- _Job_:
Go through the entries below and write each one out exactly.

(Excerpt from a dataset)

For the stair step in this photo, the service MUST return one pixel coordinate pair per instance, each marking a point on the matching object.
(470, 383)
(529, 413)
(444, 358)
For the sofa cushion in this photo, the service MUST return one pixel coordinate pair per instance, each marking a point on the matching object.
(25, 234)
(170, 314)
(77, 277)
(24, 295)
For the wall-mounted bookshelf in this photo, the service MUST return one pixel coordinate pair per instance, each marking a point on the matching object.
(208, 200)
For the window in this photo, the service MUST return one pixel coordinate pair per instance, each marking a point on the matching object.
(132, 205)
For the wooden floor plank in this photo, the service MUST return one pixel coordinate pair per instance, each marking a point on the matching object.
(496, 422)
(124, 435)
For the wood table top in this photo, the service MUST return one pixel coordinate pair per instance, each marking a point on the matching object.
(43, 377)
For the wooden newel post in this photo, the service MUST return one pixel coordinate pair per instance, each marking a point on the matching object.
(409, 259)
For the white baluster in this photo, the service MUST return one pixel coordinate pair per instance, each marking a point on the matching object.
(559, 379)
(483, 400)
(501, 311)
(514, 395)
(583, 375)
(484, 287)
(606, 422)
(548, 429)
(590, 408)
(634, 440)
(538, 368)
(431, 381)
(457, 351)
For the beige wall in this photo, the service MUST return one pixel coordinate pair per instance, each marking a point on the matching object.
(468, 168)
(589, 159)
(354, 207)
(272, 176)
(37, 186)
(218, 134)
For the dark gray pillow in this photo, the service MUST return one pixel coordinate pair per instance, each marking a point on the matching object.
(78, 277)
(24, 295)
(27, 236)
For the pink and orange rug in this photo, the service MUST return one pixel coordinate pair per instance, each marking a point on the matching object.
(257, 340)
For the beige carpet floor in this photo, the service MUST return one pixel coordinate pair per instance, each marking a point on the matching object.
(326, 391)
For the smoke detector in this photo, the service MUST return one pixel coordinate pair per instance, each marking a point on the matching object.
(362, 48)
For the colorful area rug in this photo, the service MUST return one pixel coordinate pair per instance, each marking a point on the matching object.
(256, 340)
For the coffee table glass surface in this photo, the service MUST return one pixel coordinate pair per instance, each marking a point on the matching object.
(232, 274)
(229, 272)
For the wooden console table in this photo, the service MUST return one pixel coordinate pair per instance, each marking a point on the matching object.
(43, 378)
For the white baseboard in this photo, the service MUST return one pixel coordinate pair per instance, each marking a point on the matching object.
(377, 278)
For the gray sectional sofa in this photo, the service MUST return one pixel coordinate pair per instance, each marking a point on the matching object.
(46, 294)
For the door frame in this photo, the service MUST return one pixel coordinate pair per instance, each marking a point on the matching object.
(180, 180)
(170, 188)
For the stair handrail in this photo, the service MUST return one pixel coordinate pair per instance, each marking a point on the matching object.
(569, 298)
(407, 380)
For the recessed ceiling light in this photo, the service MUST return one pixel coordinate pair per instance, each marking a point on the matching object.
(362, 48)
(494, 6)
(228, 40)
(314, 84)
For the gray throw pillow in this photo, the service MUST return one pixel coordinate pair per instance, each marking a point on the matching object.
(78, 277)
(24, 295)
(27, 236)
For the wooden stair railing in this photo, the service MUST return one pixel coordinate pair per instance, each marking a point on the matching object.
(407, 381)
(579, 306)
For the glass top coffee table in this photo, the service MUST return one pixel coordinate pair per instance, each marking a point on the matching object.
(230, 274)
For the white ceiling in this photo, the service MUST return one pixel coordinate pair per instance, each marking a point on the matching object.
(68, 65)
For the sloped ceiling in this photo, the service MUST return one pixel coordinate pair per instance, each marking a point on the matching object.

- _Result of the exercise_:
For the stair step in this photo, the service MUST return one pixel coordinate pair per instance, each marking a point on the matching object.
(470, 383)
(529, 413)
(444, 358)
For the sofa cushion in this photo, the service MUST return one pixel coordinate pair per instance, each marking a point on the matching object.
(25, 234)
(170, 314)
(77, 277)
(24, 295)
For the wall-mounted bookshelf in this photo, the service MUST return one pixel coordinate pair per instance, each marking a point on the matching object.
(208, 200)
For the window in this photo, the service MUST return one pixel coordinate pair per instance, each marking a point on the matching object.
(132, 205)
For the wooden floor plank in this photo, the service MUST return one pixel coordinate pair per instance, each marking a point on the matching object.
(496, 422)
(124, 435)
For the wood table top in this photo, the service MUST return one pixel coordinate pair per instance, each marking a point on the matching object.
(43, 377)
For the wooden newel post in this photo, the service MUST return one pixel coordinate pair per instance, each marking a point on the matching object.
(409, 259)
For the white baluster in this photo, the service MUST return one pixel coordinate pair per instance, each marking a point on the matching object.
(559, 379)
(483, 400)
(501, 311)
(514, 395)
(583, 375)
(484, 287)
(606, 422)
(548, 429)
(590, 408)
(634, 440)
(538, 368)
(431, 381)
(457, 351)
For the beige wall in this photo, the service MUST return one pixel coordinate pair per instance, each marking a point on the matching object.
(468, 168)
(589, 159)
(354, 207)
(272, 176)
(37, 186)
(218, 134)
For the dark gray pillow in this photo, the service MUST return one pixel coordinate pair per instance, each marking a point on the matching object.
(78, 277)
(24, 295)
(27, 236)
For the pink and orange rug in this photo, the service MUST return one pixel coordinate pair per instance, each marking a point on the matching object.
(257, 340)
For the beige carpet floor in this photo, the service MUST return one pixel coordinate pair per instance, each marking a point on the matching object.
(326, 391)
For the smoke detector in this photo, the service MUST return one pixel coordinate pair per instance, each marking a point on the matching object.
(362, 48)
For the colorful area rug in this photo, the service MUST return one pixel coordinate pair per instance, each marking a point on the matching object.
(256, 340)
For the coffee table glass surface in this photo, the service MUST return one pixel coordinate pair per instance, each marking a point on the matching object.
(232, 274)
(229, 272)
For the wooden console table in this photo, the service MUST return one pixel coordinate pair per instance, each marking a point on the matching object.
(43, 378)
For the white baseboard in this photo, the service MUST return one pixel coordinate pair per instance, each marking a point on the matching object.
(377, 278)
For the gray sectional sofa in this photo, the service MUST return one pixel coordinate pair per instance, each marking a point on the matching object.
(46, 294)
For the door frame in this photo, the service MUST return one pixel coordinate pair per instance, each marking a point on the matching object.
(180, 180)
(170, 188)
For the stair handrail in this photo, the service MUST return one pixel coordinate pair per instance, each marking a point on the matching object.
(569, 298)
(407, 380)
For the recessed ceiling light in this photo, the service MUST return one pixel coordinate pair per instance, each marking a point on the matching object.
(362, 48)
(494, 6)
(228, 40)
(314, 84)
For the gray throw pillow in this photo, the service MUST return one pixel coordinate pair per instance, each marking a point on the matching object.
(78, 277)
(24, 295)
(27, 236)
For the wooden stair railing in this photo, the service MUST return one pixel coordinate pair per instance, each marking a point on the matching object.
(407, 381)
(579, 306)
For the glass top coffee table in this photo, the service MUST return one pixel coordinate pair per instance, each marking a point on the matching object.
(230, 274)
For the white ceiling in this photo, the service MUST return one pixel coordinate pair per instance, each marking a point on the matching object.
(68, 65)
For the sloped ceiling in this photo, the service MUST return one pixel coordinate pair per instance, each marking a point on the matching object.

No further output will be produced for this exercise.